━━━━━ Quoted passage

Oh, you think hot dogs aren’t healthy? You don’t want to nosh on one of those scrumptious ballpark franks or state fair sausages or outdoor concert dogs? While the old rumors of where this boiled bologna came from not may be true, what is factual is that the hot dog game has really stepped up since we’ve all been trying to eat a little more mindfully.
Keri Gans, RDN, a New York City-based nutritionist and author of The Small Change Diet, shares just how healthy this go-to summer barbecue favorite is and what we can do to make it even better for our bodies. One thing’s for sure: You don’t have to skip out on this all-American classic. With these tricks, you’ll be one step closer to consuming a healthier dog whether you’re sitting in the bleachers at a baseball game, in between coaster rides at the amusement park or soaking up some rays at the beach. Now that’s hot.
Hot dog nutrition
Moderation is key, obviously, but for those of us not entering a hot dog eating contest this summer, we don’t really have to worry about what’s in our links if we take a look at the label. “There’s nothing wrong with the occasional hot dog,” says Gans. “Many brands available today are made with 100 percent beef, with no fillers or nitrates.”
The grocery store refrigerator section is riddled with different types of dogs. Nope, this isn’t your all-American beef wiener anymore. You now have the hefty choice between turkey, chicken and even tofu for you veggie-loving folks. While these varieties typically have less calories and saturated fat than the original beef hot dog, sodium levels are just around the same number for any type of dog.
If you’re having a tough time deciding what to buy, turn over the package and read the label, says Gans. Look for 100 percent beef, chicken or turkey as the first ingredient, with water typically coming in second. Then, compare the saturated fat and sodium levels. In this case, lower is always better.
Hot dog calories
Your typical beef hot dog contains around 150 calories, 13 grams of fat, 5 grams of saturated fat, 450 milligrams of sodium and 6 grams of protein. So, while you might not want to down a dozen, just one won’t break your no-junk-food diet.
How to make a hot dog healthy
Like the old saying goes: What you put on your hot dog says a lot about you. Alright, alright, so that isn’t really a thing, but you still have a lot to choose from when it comes to topping a frank. New York dogs keep it simple with sauerkraut and spicy mustard, Chicagoans go all out with tomatoes, pickles and peppers, and those from San Francisco take theirs BLT-style (yes, bacon-wrapped hot dogs are a real thing). But before you get too carried away at the topping cart, hear us out on what to say yay or nay to.
Sauerkraut is recommended, says Gans, because it’s a good source of gut-healthy probiotic. And while there’s nothing wrong with drizzling on a little ketchup, mustard, pickles and relish, these items will up your sodium content, so drink plenty of water before, during and after your feast. If you have the choice, look for a whole wheat bun to nestle your delicious dog and bountiful toppings into. And last note: Skip the cheese. Sorry to all you cheddar-lovers out there, but that yellow slice of creaminess only adds extra calories and fat. (Even though it is incredibly delicious.) “Try to stick to one serving,” Gans suggests, “but most of all, if you want to eat one this weekend, just enjoy it!”

━━━━━━━━━━

Problem details.
Quote the article about hot dog nutrition word for word, beginning at "How to make" and ending after "yay or nay to.". Rely solely on the article about hot dog nutrition.

━━━━━ Given entries

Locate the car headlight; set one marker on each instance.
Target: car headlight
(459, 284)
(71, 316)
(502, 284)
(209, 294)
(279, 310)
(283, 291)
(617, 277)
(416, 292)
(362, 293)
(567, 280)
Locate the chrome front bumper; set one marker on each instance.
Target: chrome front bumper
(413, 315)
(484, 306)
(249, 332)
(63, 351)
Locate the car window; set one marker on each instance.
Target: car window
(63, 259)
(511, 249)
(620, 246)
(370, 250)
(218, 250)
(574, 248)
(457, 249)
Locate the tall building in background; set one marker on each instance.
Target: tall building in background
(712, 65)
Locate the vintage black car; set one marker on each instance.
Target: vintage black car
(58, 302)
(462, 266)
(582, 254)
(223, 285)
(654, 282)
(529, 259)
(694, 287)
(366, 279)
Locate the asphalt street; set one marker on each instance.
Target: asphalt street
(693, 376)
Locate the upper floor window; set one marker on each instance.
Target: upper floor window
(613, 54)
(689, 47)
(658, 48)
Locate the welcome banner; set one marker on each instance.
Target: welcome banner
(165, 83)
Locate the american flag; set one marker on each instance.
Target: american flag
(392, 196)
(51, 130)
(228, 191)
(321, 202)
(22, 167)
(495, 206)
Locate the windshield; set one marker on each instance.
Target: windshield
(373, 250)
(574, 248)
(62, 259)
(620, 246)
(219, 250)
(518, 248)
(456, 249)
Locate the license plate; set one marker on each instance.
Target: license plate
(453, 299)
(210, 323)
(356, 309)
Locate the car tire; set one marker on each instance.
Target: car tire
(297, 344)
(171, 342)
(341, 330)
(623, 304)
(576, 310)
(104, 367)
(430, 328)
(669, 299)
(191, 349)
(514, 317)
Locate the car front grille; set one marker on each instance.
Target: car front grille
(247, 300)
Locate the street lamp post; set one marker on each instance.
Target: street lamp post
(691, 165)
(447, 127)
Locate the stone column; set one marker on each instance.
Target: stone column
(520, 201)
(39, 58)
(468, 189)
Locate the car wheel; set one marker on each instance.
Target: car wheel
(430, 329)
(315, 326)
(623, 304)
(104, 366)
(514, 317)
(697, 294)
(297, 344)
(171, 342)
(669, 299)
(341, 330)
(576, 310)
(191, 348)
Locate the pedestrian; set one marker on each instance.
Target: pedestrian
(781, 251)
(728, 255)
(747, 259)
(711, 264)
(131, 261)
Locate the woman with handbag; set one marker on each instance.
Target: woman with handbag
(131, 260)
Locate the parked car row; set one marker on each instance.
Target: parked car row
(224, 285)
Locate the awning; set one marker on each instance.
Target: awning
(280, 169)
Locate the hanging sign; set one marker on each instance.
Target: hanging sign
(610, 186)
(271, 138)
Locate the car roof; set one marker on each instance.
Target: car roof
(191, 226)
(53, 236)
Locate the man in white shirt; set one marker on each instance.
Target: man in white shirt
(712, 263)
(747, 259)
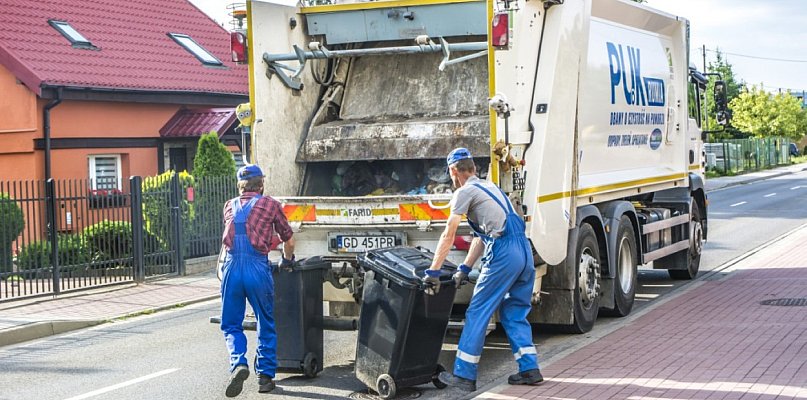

━━━━━━━━━━

Answer for this exercise.
How to make a hot dog healthy
Like the old saying goes: What you put on your hot dog says a lot about you. Alright, alright, so that isn’t really a thing, but you still have a lot to choose from when it comes to topping a frank. New York dogs keep it simple with sauerkraut and spicy mustard, Chicagoans go all out with tomatoes, pickles and peppers, and those from San Francisco take theirs BLT-style (yes, bacon-wrapped hot dogs are a real thing). But before you get too carried away at the topping cart, hear us out on what to say yay or nay to.